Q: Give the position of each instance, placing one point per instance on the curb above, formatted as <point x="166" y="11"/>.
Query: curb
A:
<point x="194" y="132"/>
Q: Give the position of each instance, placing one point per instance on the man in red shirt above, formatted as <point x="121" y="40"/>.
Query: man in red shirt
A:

Exercise goal:
Copy out all of the records verbatim.

Written response:
Q: Give the position of each instance, placing one point per instance on the curb above, formatted as <point x="166" y="11"/>.
Query: curb
A:
<point x="194" y="132"/>
Q: Give the position of each instance, placing one point per instance on the man in red shirt above, formatted as <point x="121" y="40"/>.
Query: man in red shirt
A:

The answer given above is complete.